Collected data
....................

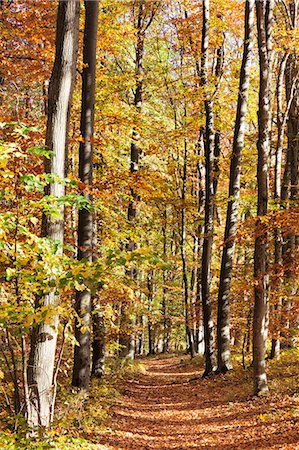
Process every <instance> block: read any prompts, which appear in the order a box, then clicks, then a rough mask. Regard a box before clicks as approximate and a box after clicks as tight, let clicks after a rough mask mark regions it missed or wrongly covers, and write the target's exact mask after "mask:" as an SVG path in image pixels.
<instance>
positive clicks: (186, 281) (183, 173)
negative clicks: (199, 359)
mask: <svg viewBox="0 0 299 450" xmlns="http://www.w3.org/2000/svg"><path fill="white" fill-rule="evenodd" d="M185 116H186V114H185ZM187 162H188V143H187V139H186V138H185V140H184V166H183V180H182V181H183V187H182V199H181V200H182V208H181V233H180V234H181V243H180V244H181V245H180V247H181V258H182V268H183V271H182V274H183V279H182V281H183V290H184V304H185V328H186V341H187V350H188V352H189V353H190V355H191V358H193V357H194V340H193V333H192V329H191V327H190V323H191V321H190V302H189V284H188V270H187V255H186V207H185V201H186V189H187Z"/></svg>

....................

Each line of the records that contains the string "instance" must be copied.

Solution for this problem
Process every <instance> block: read any prompts, which appear in the order a box, then clicks, then a rough mask. Regard a box before clicks as approximate and a box after clicks as tight, let clicks after a rough mask mark regions it missed or wrongly covers, and write the target's exact mask after "mask:" as an SVG path in image pixels.
<instance>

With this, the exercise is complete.